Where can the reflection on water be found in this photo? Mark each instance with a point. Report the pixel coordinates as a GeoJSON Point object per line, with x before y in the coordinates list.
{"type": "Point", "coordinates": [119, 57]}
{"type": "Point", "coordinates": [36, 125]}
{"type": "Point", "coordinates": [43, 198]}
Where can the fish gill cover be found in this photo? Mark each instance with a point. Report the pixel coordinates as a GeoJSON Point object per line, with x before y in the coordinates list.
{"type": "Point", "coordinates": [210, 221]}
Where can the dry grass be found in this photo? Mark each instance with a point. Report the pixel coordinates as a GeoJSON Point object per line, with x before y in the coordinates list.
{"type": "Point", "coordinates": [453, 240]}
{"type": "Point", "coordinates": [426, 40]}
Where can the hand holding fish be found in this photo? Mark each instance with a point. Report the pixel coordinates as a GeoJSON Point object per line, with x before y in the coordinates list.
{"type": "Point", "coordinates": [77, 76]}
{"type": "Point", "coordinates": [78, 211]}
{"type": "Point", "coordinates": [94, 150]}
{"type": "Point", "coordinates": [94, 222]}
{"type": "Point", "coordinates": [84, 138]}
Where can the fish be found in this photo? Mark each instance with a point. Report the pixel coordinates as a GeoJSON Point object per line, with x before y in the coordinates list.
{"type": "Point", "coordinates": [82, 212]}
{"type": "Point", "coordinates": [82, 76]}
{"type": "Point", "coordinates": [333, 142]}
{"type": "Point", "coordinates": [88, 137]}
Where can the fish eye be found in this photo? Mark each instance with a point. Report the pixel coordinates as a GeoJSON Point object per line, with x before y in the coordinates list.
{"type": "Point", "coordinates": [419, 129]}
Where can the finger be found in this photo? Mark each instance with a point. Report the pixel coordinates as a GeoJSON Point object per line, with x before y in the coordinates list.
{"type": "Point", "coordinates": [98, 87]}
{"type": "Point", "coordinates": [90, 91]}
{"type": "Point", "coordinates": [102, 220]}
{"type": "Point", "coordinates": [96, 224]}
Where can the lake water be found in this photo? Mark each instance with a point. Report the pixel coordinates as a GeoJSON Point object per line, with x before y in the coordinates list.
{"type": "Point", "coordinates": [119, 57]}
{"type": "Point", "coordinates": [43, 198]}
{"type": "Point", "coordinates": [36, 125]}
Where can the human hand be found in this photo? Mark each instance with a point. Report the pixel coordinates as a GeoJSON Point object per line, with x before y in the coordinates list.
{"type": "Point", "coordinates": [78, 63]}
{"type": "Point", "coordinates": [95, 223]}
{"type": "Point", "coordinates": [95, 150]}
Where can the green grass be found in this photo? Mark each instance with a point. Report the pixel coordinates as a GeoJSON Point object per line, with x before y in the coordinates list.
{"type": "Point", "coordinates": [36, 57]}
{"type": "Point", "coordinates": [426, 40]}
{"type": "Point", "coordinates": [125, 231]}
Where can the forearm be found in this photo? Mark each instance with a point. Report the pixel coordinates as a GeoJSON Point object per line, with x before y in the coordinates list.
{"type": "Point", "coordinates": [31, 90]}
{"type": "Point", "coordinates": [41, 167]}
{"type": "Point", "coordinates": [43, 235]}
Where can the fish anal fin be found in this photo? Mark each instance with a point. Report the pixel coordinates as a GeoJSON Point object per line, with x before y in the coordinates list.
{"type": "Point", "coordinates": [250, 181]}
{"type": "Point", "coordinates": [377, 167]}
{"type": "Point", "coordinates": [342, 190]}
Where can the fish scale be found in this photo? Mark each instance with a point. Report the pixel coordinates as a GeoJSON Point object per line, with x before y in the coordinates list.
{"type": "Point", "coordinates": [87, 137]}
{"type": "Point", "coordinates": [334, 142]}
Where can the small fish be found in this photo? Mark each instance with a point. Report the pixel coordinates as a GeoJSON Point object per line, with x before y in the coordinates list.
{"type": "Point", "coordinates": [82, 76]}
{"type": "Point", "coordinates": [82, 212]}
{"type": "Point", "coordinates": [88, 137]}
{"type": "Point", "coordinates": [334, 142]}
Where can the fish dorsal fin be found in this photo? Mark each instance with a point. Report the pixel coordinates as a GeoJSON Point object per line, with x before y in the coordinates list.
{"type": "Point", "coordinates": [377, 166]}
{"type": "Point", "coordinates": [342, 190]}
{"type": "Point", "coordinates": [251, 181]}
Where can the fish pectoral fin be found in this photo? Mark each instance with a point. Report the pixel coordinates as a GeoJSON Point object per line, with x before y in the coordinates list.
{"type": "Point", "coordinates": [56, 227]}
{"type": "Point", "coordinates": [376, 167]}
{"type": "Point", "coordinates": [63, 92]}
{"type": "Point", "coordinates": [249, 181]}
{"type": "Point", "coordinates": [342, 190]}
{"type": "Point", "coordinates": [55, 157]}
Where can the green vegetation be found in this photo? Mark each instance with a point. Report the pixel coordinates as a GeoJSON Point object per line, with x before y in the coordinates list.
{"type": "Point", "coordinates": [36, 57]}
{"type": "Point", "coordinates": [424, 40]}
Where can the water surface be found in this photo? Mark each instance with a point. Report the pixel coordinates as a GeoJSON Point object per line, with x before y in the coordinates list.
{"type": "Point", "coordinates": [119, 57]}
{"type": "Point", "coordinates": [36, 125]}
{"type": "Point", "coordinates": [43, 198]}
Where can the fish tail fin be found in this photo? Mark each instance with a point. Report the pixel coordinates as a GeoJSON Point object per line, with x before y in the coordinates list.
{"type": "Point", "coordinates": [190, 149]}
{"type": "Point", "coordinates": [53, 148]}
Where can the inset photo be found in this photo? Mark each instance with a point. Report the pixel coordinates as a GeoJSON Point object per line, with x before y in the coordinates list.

==*==

• [Try it]: Output every entry exactly as given.

• [Response area]:
Where can the reflection on water be found in this photo? Mark each instance with a point. Report the pixel coordinates as a GeoJSON Point object per line, with x before y in the coordinates list.
{"type": "Point", "coordinates": [119, 57]}
{"type": "Point", "coordinates": [36, 125]}
{"type": "Point", "coordinates": [43, 198]}
Where can the fish gill cover be found in this photo? Mark each instance with a point. Report the pixel coordinates as a GeoJSON Point object per line, with x before y in the coordinates list.
{"type": "Point", "coordinates": [210, 221]}
Where can the dry grass be found in this photo? Mark each instance with a point. Report the pixel coordinates as a GeoJSON Point object per line, with x before y in the coordinates list.
{"type": "Point", "coordinates": [453, 240]}
{"type": "Point", "coordinates": [426, 40]}
Where can the hand holding fish be found in this photo? Mark each instance with a point. Report the pixel coordinates as a GeoJSON Point object per line, with x before y in the coordinates list.
{"type": "Point", "coordinates": [77, 76]}
{"type": "Point", "coordinates": [78, 211]}
{"type": "Point", "coordinates": [94, 150]}
{"type": "Point", "coordinates": [94, 222]}
{"type": "Point", "coordinates": [84, 138]}
Where can the fish be found in this photo? Mark each instance with a point. Report the pixel coordinates as a GeoJSON Point object per line, with x before y in the coordinates list.
{"type": "Point", "coordinates": [82, 212]}
{"type": "Point", "coordinates": [82, 76]}
{"type": "Point", "coordinates": [333, 142]}
{"type": "Point", "coordinates": [88, 137]}
Where can the fish eye be found in this photo? Mark each instance with a point. Report the pixel coordinates as a GeoJSON Point object per line, with x before y in the coordinates list.
{"type": "Point", "coordinates": [419, 129]}
Where can the finger be found in this photo? Mark each instance with a point. Report the pixel coordinates as a GeoJSON Point object per line, with x before y in the coordinates list.
{"type": "Point", "coordinates": [98, 87]}
{"type": "Point", "coordinates": [90, 91]}
{"type": "Point", "coordinates": [102, 220]}
{"type": "Point", "coordinates": [96, 224]}
Where can the lake water be found in this photo? Mark each instance with a point. Report the pixel coordinates as a GeoJSON Point object per line, with x before y in the coordinates list.
{"type": "Point", "coordinates": [119, 57]}
{"type": "Point", "coordinates": [43, 198]}
{"type": "Point", "coordinates": [36, 125]}
Where can the human hand be found in this photo? Mark each instance with a point. Report the pixel coordinates as a GeoJSON Point object per line, with x before y in the coordinates list.
{"type": "Point", "coordinates": [78, 63]}
{"type": "Point", "coordinates": [95, 223]}
{"type": "Point", "coordinates": [95, 150]}
Where can the green grass be found in this photo? Mark each instance with a point. Report the pixel coordinates as a GeoJSON Point object per line, with x before y in the coordinates list.
{"type": "Point", "coordinates": [36, 57]}
{"type": "Point", "coordinates": [426, 40]}
{"type": "Point", "coordinates": [125, 231]}
Where can the forearm be found in this photo? Mark each instance with a point. Report the pixel coordinates as a GeoJSON Point object per line, with x before y in the coordinates list.
{"type": "Point", "coordinates": [31, 90]}
{"type": "Point", "coordinates": [41, 167]}
{"type": "Point", "coordinates": [43, 235]}
Where can the fish anal fin be found in this photo? Mark each instance with a point. Report the pixel coordinates as a GeoJSON Point object per line, with x before y in the coordinates list.
{"type": "Point", "coordinates": [250, 181]}
{"type": "Point", "coordinates": [377, 167]}
{"type": "Point", "coordinates": [342, 190]}
Where can the fish scale be found in this photo? Mark each instance with a point. Report the pixel coordinates as a GeoJSON Point object per line, with x before y in the coordinates list.
{"type": "Point", "coordinates": [87, 137]}
{"type": "Point", "coordinates": [334, 142]}
Where can the small fish be found in this photo? Mark each instance with a point. Report the pixel coordinates as a GeoJSON Point object per line, with x before y in the coordinates list.
{"type": "Point", "coordinates": [82, 76]}
{"type": "Point", "coordinates": [82, 212]}
{"type": "Point", "coordinates": [88, 137]}
{"type": "Point", "coordinates": [334, 142]}
Where can the fish dorsal fin be found in this photo? Mark each instance with a point. Report the pixel coordinates as a GeoJSON Point object per line, with x before y in the coordinates list.
{"type": "Point", "coordinates": [377, 166]}
{"type": "Point", "coordinates": [342, 190]}
{"type": "Point", "coordinates": [251, 181]}
Where can the fish pectoral fin be found in this photo? Mark each instance with a point. Report the pixel coordinates as a GeoJSON Point object per line, with x before y in the coordinates list.
{"type": "Point", "coordinates": [56, 227]}
{"type": "Point", "coordinates": [376, 167]}
{"type": "Point", "coordinates": [63, 92]}
{"type": "Point", "coordinates": [249, 181]}
{"type": "Point", "coordinates": [342, 190]}
{"type": "Point", "coordinates": [55, 157]}
Where can the green vegetation be found in this photo? Mark each instance with a point. Report the pixel coordinates as a GeoJSON Point object per line, with x before y in the coordinates list.
{"type": "Point", "coordinates": [36, 57]}
{"type": "Point", "coordinates": [424, 40]}
Where can the water surface be found in this photo? Mark each instance with a point. Report the pixel coordinates as a GeoJSON Point object per line, with x before y in the coordinates list.
{"type": "Point", "coordinates": [119, 57]}
{"type": "Point", "coordinates": [36, 125]}
{"type": "Point", "coordinates": [43, 198]}
Where can the fish tail fin be found in this photo? Mark each instance with a point. Report the pixel coordinates as a GeoJSON Point object per line, with x before y in the coordinates list.
{"type": "Point", "coordinates": [190, 149]}
{"type": "Point", "coordinates": [53, 148]}
Where can the inset photo be found in this photo? Mark each instance with a point. Report the pixel coordinates as a GeoJSON Point object per line, with x before y in the coordinates list.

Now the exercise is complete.